Data records
***
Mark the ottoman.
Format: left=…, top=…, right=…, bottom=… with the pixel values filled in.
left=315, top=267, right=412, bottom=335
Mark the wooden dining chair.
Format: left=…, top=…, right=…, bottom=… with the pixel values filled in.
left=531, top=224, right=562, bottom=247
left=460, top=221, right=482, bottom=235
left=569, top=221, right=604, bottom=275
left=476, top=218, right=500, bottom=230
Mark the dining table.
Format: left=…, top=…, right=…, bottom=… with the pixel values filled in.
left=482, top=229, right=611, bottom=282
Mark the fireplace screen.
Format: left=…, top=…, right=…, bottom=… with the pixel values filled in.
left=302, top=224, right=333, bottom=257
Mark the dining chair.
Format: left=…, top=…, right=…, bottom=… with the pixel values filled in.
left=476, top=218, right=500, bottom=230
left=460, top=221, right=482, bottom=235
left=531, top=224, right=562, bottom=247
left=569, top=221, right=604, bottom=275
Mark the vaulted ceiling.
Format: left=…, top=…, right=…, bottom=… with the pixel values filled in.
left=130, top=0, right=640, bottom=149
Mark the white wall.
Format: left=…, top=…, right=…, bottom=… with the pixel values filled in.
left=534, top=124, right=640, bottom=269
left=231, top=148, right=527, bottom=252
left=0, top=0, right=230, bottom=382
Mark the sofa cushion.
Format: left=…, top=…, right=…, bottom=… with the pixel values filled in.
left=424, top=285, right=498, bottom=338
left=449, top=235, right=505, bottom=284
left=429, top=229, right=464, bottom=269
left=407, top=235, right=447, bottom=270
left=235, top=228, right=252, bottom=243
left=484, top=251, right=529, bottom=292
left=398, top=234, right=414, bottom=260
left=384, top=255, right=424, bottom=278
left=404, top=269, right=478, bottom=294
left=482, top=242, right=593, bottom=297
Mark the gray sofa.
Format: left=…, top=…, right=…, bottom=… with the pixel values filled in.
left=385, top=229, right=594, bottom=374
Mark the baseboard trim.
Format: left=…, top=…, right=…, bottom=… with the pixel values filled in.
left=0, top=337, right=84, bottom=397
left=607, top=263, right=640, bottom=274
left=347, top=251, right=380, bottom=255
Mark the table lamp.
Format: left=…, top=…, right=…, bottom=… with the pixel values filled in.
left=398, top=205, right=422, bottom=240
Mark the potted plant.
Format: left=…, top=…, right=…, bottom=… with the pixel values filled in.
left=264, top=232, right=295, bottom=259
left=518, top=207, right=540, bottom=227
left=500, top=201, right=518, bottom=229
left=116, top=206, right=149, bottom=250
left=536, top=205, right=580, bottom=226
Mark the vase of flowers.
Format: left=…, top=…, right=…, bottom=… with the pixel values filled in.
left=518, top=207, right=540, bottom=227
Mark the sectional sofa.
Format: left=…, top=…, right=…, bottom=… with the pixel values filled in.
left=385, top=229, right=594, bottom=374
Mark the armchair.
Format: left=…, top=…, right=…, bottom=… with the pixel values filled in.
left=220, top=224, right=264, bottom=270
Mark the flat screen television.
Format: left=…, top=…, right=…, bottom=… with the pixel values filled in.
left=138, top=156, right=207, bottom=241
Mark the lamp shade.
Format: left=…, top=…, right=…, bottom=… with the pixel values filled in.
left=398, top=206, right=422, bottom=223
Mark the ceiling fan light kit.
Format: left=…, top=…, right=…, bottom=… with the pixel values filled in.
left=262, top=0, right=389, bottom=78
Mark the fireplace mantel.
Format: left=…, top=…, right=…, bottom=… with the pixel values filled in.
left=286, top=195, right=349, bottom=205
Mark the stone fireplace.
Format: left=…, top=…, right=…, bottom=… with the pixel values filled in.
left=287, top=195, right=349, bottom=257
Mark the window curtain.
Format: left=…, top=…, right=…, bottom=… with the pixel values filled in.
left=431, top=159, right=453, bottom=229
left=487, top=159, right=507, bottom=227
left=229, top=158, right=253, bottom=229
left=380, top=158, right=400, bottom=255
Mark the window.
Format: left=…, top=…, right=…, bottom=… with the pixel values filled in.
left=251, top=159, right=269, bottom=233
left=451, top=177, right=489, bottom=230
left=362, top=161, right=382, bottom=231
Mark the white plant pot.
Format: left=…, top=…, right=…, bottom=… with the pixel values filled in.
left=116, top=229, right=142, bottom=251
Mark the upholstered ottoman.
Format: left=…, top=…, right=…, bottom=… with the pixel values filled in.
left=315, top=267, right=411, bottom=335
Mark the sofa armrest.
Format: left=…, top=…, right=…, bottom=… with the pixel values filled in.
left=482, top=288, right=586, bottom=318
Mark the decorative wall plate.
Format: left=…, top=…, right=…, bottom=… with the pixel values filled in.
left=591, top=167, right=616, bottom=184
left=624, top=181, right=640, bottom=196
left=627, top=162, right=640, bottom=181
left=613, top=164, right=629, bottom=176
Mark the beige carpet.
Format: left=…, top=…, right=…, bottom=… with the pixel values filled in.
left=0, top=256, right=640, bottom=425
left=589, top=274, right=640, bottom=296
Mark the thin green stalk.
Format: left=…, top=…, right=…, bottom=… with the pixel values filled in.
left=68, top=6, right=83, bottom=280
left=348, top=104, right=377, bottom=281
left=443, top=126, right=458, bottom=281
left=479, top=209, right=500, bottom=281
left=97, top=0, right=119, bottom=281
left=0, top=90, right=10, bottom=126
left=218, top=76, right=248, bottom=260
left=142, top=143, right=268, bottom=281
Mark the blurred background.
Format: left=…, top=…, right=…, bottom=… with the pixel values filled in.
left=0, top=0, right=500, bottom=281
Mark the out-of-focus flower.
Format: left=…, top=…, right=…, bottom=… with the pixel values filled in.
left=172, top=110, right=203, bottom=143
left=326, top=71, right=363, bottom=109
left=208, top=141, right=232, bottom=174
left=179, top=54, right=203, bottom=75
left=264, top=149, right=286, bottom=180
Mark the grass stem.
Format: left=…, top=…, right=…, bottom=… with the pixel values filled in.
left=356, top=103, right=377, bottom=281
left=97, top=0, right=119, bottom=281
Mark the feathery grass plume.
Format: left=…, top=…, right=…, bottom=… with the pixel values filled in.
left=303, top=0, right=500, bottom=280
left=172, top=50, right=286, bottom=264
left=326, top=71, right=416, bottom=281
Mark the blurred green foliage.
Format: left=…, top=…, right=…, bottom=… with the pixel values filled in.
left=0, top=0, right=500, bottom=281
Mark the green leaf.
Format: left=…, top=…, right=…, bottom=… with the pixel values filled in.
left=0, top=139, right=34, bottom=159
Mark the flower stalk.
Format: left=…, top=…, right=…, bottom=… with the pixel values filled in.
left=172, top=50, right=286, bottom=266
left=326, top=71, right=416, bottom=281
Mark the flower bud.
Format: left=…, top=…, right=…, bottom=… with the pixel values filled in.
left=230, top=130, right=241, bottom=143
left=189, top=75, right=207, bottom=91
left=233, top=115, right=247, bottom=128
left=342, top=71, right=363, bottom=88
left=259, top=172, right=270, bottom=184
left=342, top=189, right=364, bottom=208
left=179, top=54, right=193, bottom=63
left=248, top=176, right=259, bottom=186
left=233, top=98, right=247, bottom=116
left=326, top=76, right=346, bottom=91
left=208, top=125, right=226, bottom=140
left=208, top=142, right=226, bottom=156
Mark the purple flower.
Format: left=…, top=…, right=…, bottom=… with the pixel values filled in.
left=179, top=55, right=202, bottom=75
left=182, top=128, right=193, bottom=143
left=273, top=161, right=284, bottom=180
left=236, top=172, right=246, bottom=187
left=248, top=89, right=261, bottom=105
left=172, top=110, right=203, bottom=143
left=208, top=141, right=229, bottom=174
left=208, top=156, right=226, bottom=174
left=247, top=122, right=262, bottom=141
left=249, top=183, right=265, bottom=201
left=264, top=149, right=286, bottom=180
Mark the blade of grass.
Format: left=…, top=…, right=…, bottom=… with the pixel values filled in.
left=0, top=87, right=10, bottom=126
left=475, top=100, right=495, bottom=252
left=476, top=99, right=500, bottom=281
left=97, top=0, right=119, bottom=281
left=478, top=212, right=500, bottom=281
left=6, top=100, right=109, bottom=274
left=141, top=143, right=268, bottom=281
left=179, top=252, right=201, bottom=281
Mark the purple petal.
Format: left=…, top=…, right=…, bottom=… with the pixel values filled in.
***
Task objective
In the records, substitute "coordinate values" for "pixel values" everywhere from the line containing "Mark the sectional sofa." down to the line containing "left=380, top=158, right=400, bottom=255", and give those lines again with nothing else changed.

Final result
Mark the sectional sofa.
Format: left=…, top=…, right=…, bottom=… with the coordinate values filled in.
left=385, top=229, right=594, bottom=374
Mark the armchair.
Format: left=…, top=…, right=…, bottom=… with the coordinate values filled in.
left=220, top=224, right=264, bottom=270
Mark the flat screen television.
Format: left=…, top=…, right=…, bottom=… with the coordinate values filled in.
left=138, top=156, right=207, bottom=241
Mark the lamp shade.
Format: left=…, top=…, right=…, bottom=… with the coordinate values filled in.
left=398, top=206, right=422, bottom=223
Mark the ceiling fan light kit.
Format: left=…, top=…, right=…, bottom=… with the coordinate values filled in.
left=262, top=0, right=389, bottom=78
Mark the fireplace mantel.
Format: left=…, top=…, right=…, bottom=… with the coordinate values filled in.
left=286, top=195, right=349, bottom=205
Mark the stone fireplace.
Format: left=…, top=…, right=…, bottom=… with the coordinate values filled in.
left=287, top=195, right=349, bottom=257
Mark the window curtain.
Format: left=…, top=…, right=…, bottom=… with the coordinate values filled in.
left=431, top=159, right=453, bottom=229
left=487, top=159, right=507, bottom=227
left=229, top=158, right=253, bottom=229
left=380, top=158, right=400, bottom=255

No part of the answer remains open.